== Segment start ==
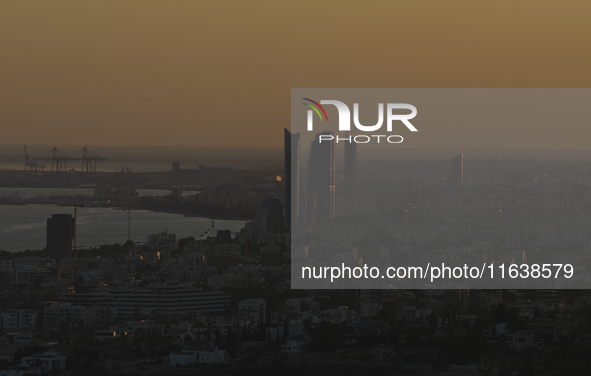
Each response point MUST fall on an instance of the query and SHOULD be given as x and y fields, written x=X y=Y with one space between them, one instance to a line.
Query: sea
x=23 y=227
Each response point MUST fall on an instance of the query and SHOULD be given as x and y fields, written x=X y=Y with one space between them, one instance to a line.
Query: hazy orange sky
x=220 y=73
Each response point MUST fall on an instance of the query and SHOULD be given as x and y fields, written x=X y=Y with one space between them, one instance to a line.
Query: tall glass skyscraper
x=291 y=148
x=321 y=179
x=457 y=169
x=350 y=169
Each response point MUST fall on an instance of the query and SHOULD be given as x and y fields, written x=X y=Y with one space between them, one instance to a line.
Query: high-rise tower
x=292 y=175
x=457 y=169
x=350 y=169
x=60 y=233
x=321 y=178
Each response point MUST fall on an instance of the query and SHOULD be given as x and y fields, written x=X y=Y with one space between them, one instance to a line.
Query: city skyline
x=118 y=74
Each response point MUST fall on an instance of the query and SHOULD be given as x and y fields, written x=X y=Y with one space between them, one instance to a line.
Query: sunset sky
x=207 y=73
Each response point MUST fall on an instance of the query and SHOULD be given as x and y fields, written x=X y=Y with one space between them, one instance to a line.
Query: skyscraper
x=60 y=232
x=457 y=169
x=350 y=169
x=321 y=178
x=292 y=173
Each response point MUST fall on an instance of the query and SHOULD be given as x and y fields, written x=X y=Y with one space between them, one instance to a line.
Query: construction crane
x=57 y=157
x=88 y=160
x=30 y=165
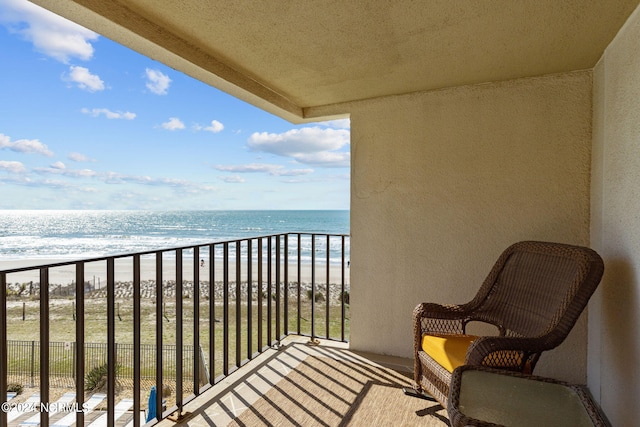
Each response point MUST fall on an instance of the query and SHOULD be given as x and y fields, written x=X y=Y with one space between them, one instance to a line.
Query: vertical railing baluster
x=196 y=321
x=278 y=284
x=249 y=299
x=342 y=295
x=269 y=273
x=44 y=343
x=212 y=314
x=238 y=305
x=327 y=296
x=79 y=356
x=136 y=340
x=313 y=287
x=3 y=346
x=159 y=340
x=299 y=267
x=179 y=334
x=225 y=298
x=260 y=301
x=286 y=285
x=111 y=341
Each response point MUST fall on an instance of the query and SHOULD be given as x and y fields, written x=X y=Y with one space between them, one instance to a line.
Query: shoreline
x=96 y=272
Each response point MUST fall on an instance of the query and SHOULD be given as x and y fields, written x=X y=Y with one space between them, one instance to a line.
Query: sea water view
x=200 y=315
x=66 y=234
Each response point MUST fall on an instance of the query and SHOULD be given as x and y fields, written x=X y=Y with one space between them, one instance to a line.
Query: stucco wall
x=614 y=323
x=443 y=181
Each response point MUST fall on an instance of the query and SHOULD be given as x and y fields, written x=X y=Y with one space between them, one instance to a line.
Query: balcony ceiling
x=304 y=60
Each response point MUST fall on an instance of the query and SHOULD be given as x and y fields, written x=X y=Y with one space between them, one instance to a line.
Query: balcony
x=208 y=314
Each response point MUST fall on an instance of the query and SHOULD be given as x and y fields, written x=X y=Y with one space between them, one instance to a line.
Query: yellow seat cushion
x=448 y=350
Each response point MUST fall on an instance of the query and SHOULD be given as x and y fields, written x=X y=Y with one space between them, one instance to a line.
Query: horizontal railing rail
x=217 y=304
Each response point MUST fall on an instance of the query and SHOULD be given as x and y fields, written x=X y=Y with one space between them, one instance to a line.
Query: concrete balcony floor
x=321 y=383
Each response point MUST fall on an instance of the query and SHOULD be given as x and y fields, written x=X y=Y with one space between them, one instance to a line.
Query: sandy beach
x=96 y=272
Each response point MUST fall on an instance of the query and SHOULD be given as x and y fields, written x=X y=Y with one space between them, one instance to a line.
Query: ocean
x=86 y=234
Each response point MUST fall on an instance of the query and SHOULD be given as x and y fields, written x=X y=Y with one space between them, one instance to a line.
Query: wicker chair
x=533 y=295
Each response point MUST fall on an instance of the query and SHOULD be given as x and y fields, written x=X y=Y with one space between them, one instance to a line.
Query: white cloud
x=158 y=82
x=174 y=123
x=49 y=33
x=78 y=157
x=271 y=169
x=83 y=78
x=24 y=146
x=311 y=145
x=13 y=167
x=96 y=112
x=233 y=179
x=59 y=168
x=215 y=127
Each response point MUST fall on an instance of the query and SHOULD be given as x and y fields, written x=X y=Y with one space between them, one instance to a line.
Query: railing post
x=299 y=267
x=111 y=342
x=342 y=304
x=238 y=305
x=3 y=345
x=179 y=334
x=44 y=343
x=212 y=314
x=313 y=287
x=278 y=284
x=260 y=301
x=136 y=340
x=159 y=343
x=249 y=299
x=286 y=284
x=79 y=347
x=269 y=278
x=327 y=296
x=225 y=298
x=196 y=321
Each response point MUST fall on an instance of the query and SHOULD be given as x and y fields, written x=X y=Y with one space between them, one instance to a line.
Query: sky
x=86 y=123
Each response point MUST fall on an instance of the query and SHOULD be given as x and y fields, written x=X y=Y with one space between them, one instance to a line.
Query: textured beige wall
x=614 y=323
x=443 y=181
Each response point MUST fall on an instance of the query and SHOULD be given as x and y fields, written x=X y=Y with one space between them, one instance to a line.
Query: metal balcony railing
x=179 y=319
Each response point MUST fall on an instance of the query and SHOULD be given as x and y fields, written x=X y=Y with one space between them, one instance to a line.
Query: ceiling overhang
x=306 y=61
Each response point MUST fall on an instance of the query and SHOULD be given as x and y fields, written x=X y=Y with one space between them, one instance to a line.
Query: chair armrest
x=513 y=353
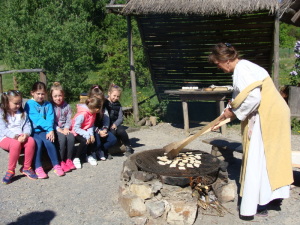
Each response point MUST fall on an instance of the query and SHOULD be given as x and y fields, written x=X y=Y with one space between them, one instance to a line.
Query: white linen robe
x=257 y=189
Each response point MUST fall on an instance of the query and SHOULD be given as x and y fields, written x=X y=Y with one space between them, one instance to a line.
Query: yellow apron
x=276 y=133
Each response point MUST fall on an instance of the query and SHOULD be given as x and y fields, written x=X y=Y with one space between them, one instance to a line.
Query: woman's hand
x=50 y=136
x=92 y=138
x=226 y=114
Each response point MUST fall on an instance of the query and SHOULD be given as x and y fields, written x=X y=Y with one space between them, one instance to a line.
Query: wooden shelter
x=177 y=36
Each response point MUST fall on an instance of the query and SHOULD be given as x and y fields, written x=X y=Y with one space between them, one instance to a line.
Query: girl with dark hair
x=41 y=116
x=15 y=134
x=116 y=117
x=104 y=139
x=62 y=123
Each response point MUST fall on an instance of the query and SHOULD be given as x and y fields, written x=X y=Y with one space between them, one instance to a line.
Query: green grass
x=7 y=79
x=285 y=67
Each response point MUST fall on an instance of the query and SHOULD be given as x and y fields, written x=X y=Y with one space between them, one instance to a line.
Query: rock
x=144 y=191
x=153 y=120
x=225 y=192
x=148 y=123
x=133 y=205
x=143 y=176
x=182 y=212
x=140 y=220
x=156 y=186
x=155 y=209
x=128 y=168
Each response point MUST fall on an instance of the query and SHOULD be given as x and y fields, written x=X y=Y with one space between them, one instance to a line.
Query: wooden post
x=1 y=87
x=221 y=109
x=276 y=52
x=132 y=72
x=15 y=83
x=43 y=78
x=185 y=111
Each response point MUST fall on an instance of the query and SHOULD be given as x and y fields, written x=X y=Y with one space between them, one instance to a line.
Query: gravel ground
x=89 y=195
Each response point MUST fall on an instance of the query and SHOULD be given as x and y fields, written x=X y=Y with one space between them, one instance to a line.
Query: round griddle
x=147 y=161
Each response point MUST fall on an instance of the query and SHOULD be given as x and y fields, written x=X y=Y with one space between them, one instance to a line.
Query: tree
x=63 y=37
x=115 y=66
x=288 y=35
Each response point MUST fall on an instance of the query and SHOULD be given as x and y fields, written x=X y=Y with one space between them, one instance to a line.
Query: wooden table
x=186 y=95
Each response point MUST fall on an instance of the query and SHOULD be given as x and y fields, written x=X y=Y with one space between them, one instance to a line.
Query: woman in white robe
x=256 y=187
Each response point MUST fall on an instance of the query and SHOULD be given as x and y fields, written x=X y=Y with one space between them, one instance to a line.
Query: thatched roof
x=291 y=13
x=199 y=7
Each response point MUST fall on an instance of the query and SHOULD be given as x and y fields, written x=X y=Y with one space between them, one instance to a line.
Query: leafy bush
x=295 y=74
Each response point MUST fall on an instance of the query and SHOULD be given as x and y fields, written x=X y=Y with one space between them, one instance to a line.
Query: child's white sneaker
x=91 y=160
x=77 y=163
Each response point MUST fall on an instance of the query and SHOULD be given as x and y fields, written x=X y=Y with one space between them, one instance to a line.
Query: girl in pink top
x=82 y=127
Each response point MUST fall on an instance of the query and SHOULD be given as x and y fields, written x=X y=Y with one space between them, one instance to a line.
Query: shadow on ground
x=35 y=218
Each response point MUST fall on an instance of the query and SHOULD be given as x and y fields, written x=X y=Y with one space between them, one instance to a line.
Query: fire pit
x=207 y=171
x=154 y=193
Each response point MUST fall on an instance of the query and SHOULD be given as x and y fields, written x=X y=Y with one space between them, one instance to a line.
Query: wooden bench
x=223 y=148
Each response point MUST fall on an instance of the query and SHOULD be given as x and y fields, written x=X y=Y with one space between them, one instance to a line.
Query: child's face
x=94 y=110
x=39 y=95
x=57 y=97
x=15 y=103
x=114 y=95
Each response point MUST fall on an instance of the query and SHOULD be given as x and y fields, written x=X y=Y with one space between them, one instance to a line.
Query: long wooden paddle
x=174 y=148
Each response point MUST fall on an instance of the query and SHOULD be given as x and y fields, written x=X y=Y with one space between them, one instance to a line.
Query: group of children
x=49 y=125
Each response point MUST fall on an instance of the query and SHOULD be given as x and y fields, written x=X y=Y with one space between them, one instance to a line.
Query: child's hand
x=50 y=136
x=23 y=137
x=60 y=130
x=103 y=133
x=66 y=131
x=92 y=139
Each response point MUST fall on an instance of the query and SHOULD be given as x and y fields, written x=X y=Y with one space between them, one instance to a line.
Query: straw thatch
x=199 y=7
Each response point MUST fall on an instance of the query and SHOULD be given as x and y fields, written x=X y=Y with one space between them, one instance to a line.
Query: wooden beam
x=1 y=87
x=276 y=52
x=132 y=73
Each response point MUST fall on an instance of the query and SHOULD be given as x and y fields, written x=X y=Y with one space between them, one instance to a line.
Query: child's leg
x=111 y=140
x=38 y=150
x=70 y=145
x=98 y=146
x=61 y=138
x=121 y=132
x=14 y=148
x=81 y=147
x=29 y=149
x=51 y=150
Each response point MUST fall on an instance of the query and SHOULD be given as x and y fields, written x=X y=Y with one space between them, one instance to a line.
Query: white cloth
x=257 y=188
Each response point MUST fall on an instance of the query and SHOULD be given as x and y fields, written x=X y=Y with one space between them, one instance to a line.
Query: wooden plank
x=225 y=143
x=294 y=101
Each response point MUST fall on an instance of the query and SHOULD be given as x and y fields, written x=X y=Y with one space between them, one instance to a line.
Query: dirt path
x=89 y=195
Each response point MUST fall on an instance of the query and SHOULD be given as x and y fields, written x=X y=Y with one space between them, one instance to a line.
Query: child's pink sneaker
x=41 y=173
x=70 y=164
x=58 y=170
x=64 y=167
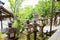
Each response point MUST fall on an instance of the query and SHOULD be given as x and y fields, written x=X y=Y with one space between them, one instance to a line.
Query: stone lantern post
x=42 y=24
x=28 y=26
x=35 y=24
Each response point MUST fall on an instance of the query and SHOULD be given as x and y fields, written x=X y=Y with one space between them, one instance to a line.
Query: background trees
x=21 y=14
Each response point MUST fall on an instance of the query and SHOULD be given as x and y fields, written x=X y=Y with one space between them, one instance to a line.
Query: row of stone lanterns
x=34 y=26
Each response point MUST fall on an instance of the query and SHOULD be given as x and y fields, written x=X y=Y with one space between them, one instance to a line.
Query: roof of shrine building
x=5 y=13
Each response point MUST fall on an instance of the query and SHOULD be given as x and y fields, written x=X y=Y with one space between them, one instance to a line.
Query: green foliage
x=1 y=38
x=43 y=7
x=20 y=14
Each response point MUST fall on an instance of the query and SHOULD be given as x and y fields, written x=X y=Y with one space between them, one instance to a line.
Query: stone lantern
x=42 y=24
x=27 y=27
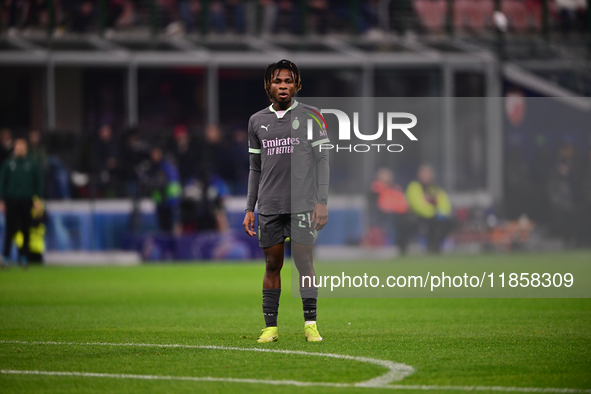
== Segment end ==
**WHAT NEEDS TO BE DONE:**
All lines from the one containing "Query: dirt path" through the end of the data are to be restated exactly, with nothing else and without the pictures.

**REPLY:**
Query: dirt path
x=89 y=195
Each response point MUST fall on an instance of the query and SHOULD be given as x and y fields, written x=X y=Y with one space between them, one instance to a line.
Query: child's pink sneaker
x=41 y=173
x=70 y=164
x=58 y=170
x=64 y=167
Each response point MUST fall on an instance of the query and SHOULD be given as x and y fields, written x=X y=Y with one space between them, one instance to a line.
Query: stone lantern post
x=42 y=24
x=28 y=26
x=35 y=24
Each response point MUST fall on an instance of the query and SHOULD be given as x and y fields, written x=X y=Y with one space between them, one instance to a line.
Query: background trees
x=21 y=14
Each response point MUST fall on an instance of the query and SHOULD be given as x and y fields, written x=X y=Y with one space between them, one instance to a line.
Query: row of stone lanterns
x=34 y=26
Each response point MUST fall on an instance of the query and SHOULD be given as x and y fields, written x=X y=Y with one space between them, one instance to a line.
Query: roof of shrine building
x=5 y=13
Each response point MUST fall on an instance of the query and SHOULD be given as x and y fields, written x=X y=Y with one space between them, one instance to a line.
Query: green foliage
x=1 y=38
x=43 y=7
x=20 y=14
Each response point MUST fall on an instance of the query and SHOULD be given as x and y fields, written x=X y=Y with one space between them, one instance to a line.
Query: stone lantern
x=42 y=24
x=27 y=27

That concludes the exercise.